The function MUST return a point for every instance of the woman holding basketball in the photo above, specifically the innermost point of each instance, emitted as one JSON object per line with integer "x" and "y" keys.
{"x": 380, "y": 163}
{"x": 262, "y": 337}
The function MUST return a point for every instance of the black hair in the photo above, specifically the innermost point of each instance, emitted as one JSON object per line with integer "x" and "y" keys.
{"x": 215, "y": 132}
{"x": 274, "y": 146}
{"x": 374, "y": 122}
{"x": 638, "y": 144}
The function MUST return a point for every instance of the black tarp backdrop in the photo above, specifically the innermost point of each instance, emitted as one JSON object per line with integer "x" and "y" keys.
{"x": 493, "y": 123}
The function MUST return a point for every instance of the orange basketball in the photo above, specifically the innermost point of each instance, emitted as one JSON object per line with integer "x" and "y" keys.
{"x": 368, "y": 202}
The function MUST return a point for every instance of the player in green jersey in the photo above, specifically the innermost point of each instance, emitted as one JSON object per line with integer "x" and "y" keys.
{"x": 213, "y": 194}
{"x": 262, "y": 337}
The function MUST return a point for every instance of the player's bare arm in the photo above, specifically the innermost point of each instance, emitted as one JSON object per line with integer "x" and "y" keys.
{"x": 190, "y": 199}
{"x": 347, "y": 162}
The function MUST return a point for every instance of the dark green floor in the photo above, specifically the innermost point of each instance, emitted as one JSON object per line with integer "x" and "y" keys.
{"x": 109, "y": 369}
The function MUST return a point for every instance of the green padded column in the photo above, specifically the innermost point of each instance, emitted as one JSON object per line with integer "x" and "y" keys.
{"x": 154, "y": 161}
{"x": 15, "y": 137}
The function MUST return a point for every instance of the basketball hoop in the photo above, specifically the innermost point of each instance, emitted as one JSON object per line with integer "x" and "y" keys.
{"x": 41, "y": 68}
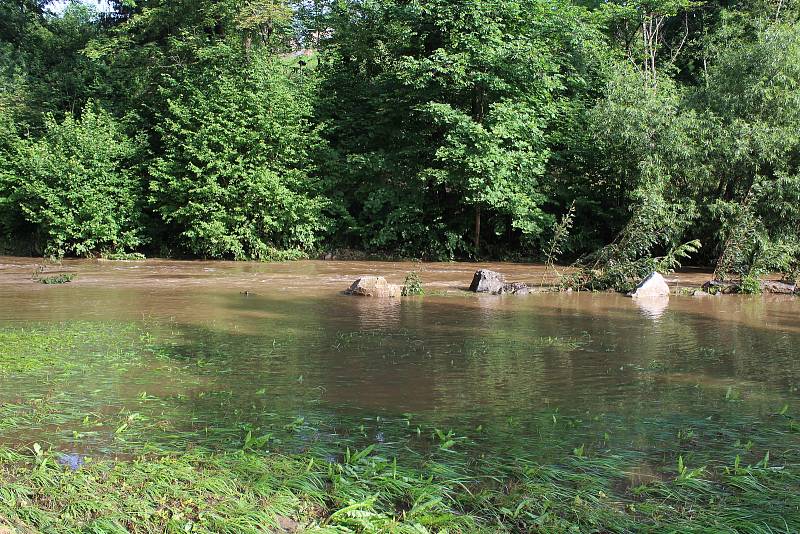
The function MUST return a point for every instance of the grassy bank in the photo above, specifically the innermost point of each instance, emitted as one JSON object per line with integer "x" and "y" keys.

## Instruction
Rewrite all of the rows above, replacing "innermost point" with "central point" wherever it occurs and leaving everything else as it is. Omit the pictures from your answer.

## Result below
The function MUST return a point for every instance of the woman holding basketball in the photo above, specifically the central point of each instance, emitted as one JSON object per line with integer "x" and "y" keys.
{"x": 380, "y": 163}
{"x": 262, "y": 337}
The function MUST return a point for every instance of the black hair in the photo above, specifically the central point of each instance, emitted as one JSON object per line with integer "x" and "y" keys.
{"x": 215, "y": 132}
{"x": 274, "y": 146}
{"x": 374, "y": 122}
{"x": 638, "y": 144}
The function MUST return a point for every instance of the black tarp backdrop in the photo above, specifically the central point of each instance, emitted as one JSON object per line with integer "x" and "y" keys.
{"x": 493, "y": 123}
The function MUST return a point for every instance of the orange basketball in the photo above, specifically the central point of each instance, emitted as one JSON object per line with integer "x" and "y" keys.
{"x": 368, "y": 202}
The function MUST return a point for every instance of the player in green jersey in the photo above, specifically the central point of each instance, emitted as one JSON object per line with integer "x" and "y" keys.
{"x": 213, "y": 194}
{"x": 262, "y": 337}
The function MUST return a point for every instance of the player's bare arm in the photo above, specifically the central point of each instance, emitted as one JSON object per line with integer "x" and "y" keys.
{"x": 190, "y": 199}
{"x": 347, "y": 162}
The function MUST return a point for every instance of the dark green floor in the photo above, specifically the central point of each instance, emitted as one JSON object per line with integer "x" and "y" keys.
{"x": 109, "y": 369}
The function MUST return a point for every instance of the green padded column in the photo above, specifically the central point of each instance, emitted as one JSON object per line with integer "x" and "y" keys.
{"x": 154, "y": 161}
{"x": 15, "y": 137}
The function MUST return a point for every instance of the basketball hoop in the photo above, specifically the central point of each instance, emitted as one JSON object per line with integer "x" and "y" keys.
{"x": 41, "y": 68}
The function MUST return a point for every instance of the grassy bank in the photo above, specifically the central point of each instance, emitted as one JSON object per line with integer "x" and "y" keys.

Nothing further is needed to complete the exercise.